**TEXTE ÉTUDIÉ:**
------------

C’est en 2018 que Norma et Daniel Bessières y installent leur galerie d’art contemporain. Elle est artiste, lui est dans les affaires. Ils ont pris goût aux manifestations d’art plastique après avoir organisé des années durant des expositions éphémères. Leur ambition est de créer une, si ce n’est la grande galerie d’art contemporain de l’ouest parisien. C’est chose faite avec ce lieu de 450 m2 répartis sur trois étages. Mais outre son histoire, pourquoi ce lieu ? Sortir de Paris pour recevoir mieux, disent-ils ! Venir sur l’Ile des impressionnistes, c’est oublier les difficultés de la capitale, c’est prendre le temps de respirer les odeurs du fleuve et de ressentir l’esprit des lieux.
Sur ces trois dernières années, le chemin fut semé d’obstacles : la crue de la Seine en 2018, les crises sociale puis sanitaire en 2019 et 2020. La devise de Paris « Fluctuat nec mergitur » pourrait être celle de la galerie Bessières.
Les œuvres que Norma et Daniel Bessières choisissent d’exposer s’inscrivent dans un triptyque qui rappelle l’histoire artistique du site : lumière, couleur et forme. La photographie y a aussi sa place. Il s’agit de nouer un dialogue entre photographie et peinture. Les impressionnistes furent attentifs à cette invention nouvelle qui leur permit de jeter sur le monde un regard différent.
Les choix de Norma et Daniel Bessières se portent soit sur de jeunes artistes talentueux sortis des écoles d’art de France ou d’ailleurs et n’ayant jamais exposé, soit sur des artistes à la réputation internationale mais toujours en résonance avec la puissance d’évocation de la Maison Levanneur.
Si leurs choix commencent toujours par un coup de cœur, Norma et Daniel Bessières, en galeristes avisés et soucieux du devenir de leurs peintres comme de leurs acheteurs, soumettent au préalable l’œuvre de l’artiste à une commission d’experts. Le créateur se voit ainsi conforter dans sa trajectoire et le collectionneur accompagner dans ses choix. Quelle que soit la haute opinion qu’un artiste peut avoir de lui-même, son œuvre n’existe que dans le regard des autres. Ils leur arrivent aussi d’inviter d’autres galeries afin que les œuvres comme les avis des commissaires d’exposition se confrontent.
La galerie Bessières est non seulement un centre d’art contemporain, mais aussi un lieu de rencontre pour les périscolaires qui s’initient à la création comme un lieu de partenariat avec l’entreprise.
Un regard porté sur quelques unes des expositions montre une cohérence dans les choix.
Du travail abstrait de Stephen Omandy où se conjuguent géométrie et lyrisme, en passant par les étonnantes photographies de Serge Najjar dans lesquelles une figure humaine vient toujours troubler leur abstraction géométrique, Shawn Hucking qui s’approprie portraits et paysages anciens en y taguant des signes ou messages en lettres bâton, Christopher Kuhn qui revisite le dripping pour nous dire que le hasard du geste contient toujours une part de nécessité, Jane Harris qui joue avec les trames, les surface et les profondeurs, Octave Marsal et ses utopies architecturales au trait précis comme des gravures de Durer, Jackson Patterson et ses photographies faites de plans pour rappeler la mémoire familiale et l’histoire des Etats-Unis, les photographies en ombres et lumières d’Alexis Reynaud, les paysages ou chiens lisses et onctueux de Camille Fontaine jusqu’aux sculptures sinueuses et déconstruites d’Alain Lambilliote (exposition encore visible organisée par Jean-Claude Thévenin, commissaire d’exposition), on perçoit une ligne de force dans le choix des galeristes : une sorte de joyeuse rationalité, peut-être même de gai savoir.
Avec la maison Levanneur, Norma et Daniel Bessières ont assurément créé la grande galerie d’art contemporain de l’ouest parisien. Ils vous y accueilleront avec courtoise, en connaisseurs avisés de ce qui se fait de plus singulier dans l’art d’aujourd’hui.

------------

**DONNÉES ENREGISTRÉES:**

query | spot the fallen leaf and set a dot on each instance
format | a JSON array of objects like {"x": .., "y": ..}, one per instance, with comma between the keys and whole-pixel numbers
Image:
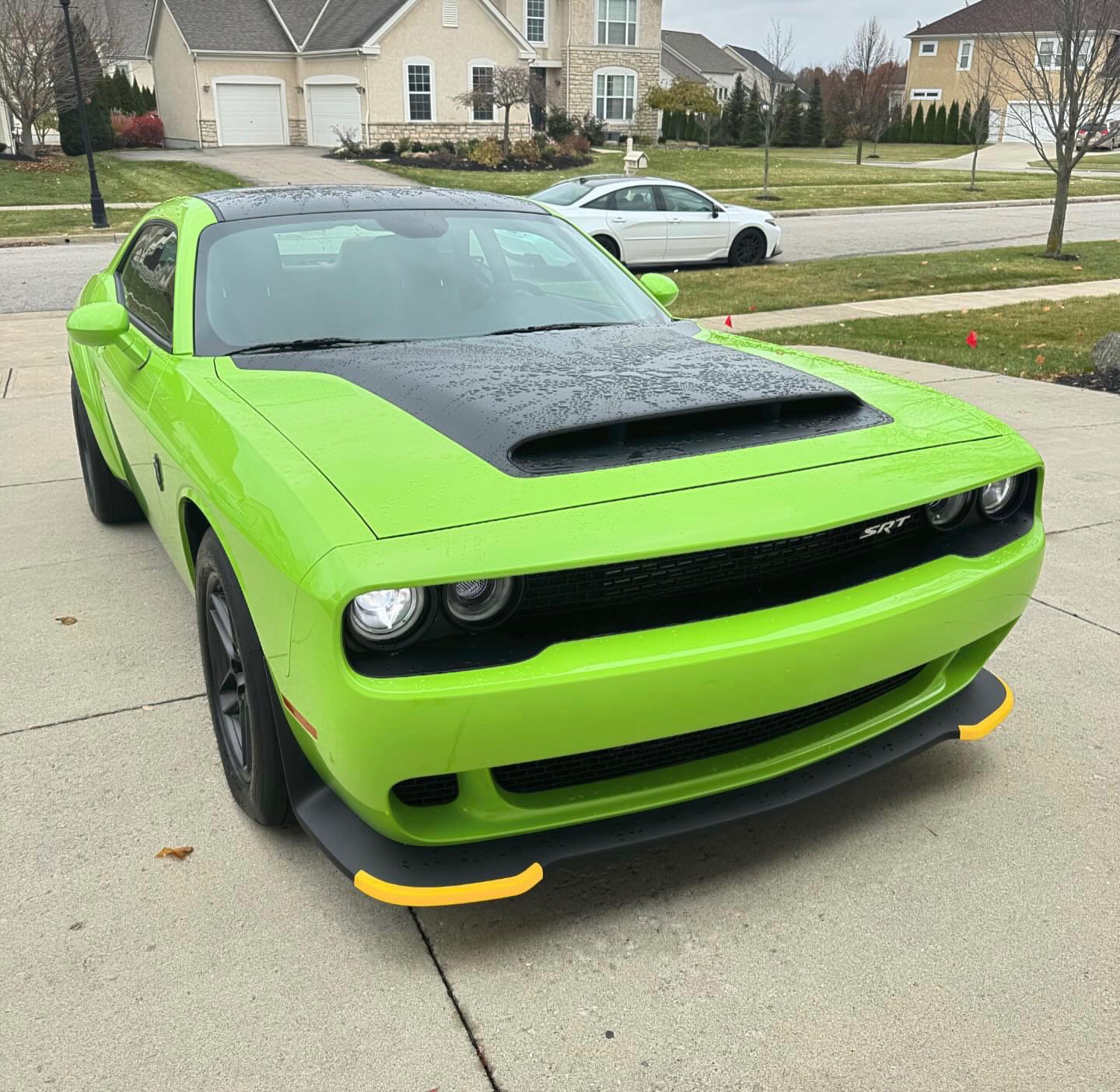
[{"x": 178, "y": 852}]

------------

**METTRE EN PRATIQUE:**
1) Résumez en deux phrases le texte sur la galerie Bessières.
2) Recopiez mot pour mot le passage du texte sur la galerie Bessières qui va de « Avec la maison » à « dans l’art d’aujourd’hui. ».

**RÉPONSES NUMÉROTÉES:**
1) En 2018, Norma et Daniel Bessières installent dans la Maison Levanneur, sur l'Île des impressionnistes, une galerie d'art contemporain de 450 m2 répartis sur trois étages, qui a surmonté la crue de la Seine puis les crises sociale et sanitaire. Autour de la lumière, de la couleur et de la forme, et dans un dialogue entre photographie et peinture, ils y exposent de jeunes artistes n'ayant jamais exposé ou des artistes de réputation internationale, dont ils soumettent d'abord l'œuvre à une commission d'experts.

2)
Avec la maison Levanneur, Norma et Daniel Bessières ont assurément créé la grande galerie d’art contemporain de l’ouest parisien. Ils vous y accueilleront avec courtoise, en connaisseurs avisés de ce qui se fait de plus singulier dans l’art d’aujourd’hui.